[[ INFORMATION GIVEN open ]]
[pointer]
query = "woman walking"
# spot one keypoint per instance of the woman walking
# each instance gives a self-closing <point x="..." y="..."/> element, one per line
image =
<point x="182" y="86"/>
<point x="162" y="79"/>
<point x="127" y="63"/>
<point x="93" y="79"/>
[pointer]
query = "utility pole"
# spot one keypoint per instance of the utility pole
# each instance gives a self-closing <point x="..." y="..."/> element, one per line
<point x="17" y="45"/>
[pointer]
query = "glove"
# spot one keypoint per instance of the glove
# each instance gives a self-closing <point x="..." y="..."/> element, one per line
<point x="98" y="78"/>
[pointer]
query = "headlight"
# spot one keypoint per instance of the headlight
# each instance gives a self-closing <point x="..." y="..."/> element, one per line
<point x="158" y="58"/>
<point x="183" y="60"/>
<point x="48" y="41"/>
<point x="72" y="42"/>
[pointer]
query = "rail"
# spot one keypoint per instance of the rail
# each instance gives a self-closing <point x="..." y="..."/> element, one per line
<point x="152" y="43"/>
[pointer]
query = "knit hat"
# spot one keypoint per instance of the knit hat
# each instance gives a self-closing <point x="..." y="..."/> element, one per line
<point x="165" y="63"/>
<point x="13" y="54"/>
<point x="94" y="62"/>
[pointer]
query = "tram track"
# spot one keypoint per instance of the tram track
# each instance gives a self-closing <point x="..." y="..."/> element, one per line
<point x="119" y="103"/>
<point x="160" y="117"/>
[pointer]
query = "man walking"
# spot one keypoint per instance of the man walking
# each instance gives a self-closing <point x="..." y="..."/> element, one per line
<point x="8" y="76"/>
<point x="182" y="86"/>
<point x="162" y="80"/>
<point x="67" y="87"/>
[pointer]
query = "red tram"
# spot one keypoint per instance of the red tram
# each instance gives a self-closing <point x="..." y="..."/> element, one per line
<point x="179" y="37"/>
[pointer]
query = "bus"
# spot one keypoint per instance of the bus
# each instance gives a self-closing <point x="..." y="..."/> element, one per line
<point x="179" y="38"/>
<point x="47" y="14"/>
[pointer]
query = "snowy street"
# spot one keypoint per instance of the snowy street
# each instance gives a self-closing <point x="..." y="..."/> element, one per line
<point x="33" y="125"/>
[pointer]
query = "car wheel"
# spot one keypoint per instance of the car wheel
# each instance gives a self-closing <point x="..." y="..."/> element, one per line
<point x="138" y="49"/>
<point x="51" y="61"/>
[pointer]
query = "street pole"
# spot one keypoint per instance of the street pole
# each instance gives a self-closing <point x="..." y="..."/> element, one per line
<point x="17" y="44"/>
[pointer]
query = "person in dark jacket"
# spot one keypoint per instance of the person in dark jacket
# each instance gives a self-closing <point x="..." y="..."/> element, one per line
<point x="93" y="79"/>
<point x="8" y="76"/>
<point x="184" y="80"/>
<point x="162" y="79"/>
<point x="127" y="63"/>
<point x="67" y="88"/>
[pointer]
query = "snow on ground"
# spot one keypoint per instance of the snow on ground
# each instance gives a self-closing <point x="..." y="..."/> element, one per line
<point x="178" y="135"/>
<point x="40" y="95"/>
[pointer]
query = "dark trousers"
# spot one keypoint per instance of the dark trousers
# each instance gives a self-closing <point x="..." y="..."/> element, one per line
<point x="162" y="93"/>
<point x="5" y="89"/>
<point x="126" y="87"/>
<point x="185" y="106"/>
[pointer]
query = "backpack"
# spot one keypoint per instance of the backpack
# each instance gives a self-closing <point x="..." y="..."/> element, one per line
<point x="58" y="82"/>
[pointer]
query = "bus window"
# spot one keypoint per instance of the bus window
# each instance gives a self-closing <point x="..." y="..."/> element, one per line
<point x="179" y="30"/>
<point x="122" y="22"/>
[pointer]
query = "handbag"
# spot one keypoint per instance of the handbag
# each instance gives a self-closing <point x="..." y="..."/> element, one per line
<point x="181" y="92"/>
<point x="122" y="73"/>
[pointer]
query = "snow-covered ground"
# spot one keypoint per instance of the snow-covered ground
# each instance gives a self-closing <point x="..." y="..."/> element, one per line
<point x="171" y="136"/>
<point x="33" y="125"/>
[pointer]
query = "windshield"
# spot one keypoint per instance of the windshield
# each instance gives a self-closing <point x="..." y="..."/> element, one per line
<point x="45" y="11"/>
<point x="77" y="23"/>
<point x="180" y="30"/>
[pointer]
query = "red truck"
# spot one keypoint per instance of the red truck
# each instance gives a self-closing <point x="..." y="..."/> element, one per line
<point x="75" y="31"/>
[[ INFORMATION GIVEN closed ]]
### WORK REQUEST
The answer is each line from the entries above in which the word "headlight" occurs.

### FINISHED EXERCISE
query = "headlight"
# spot one keypoint per instance of the headlight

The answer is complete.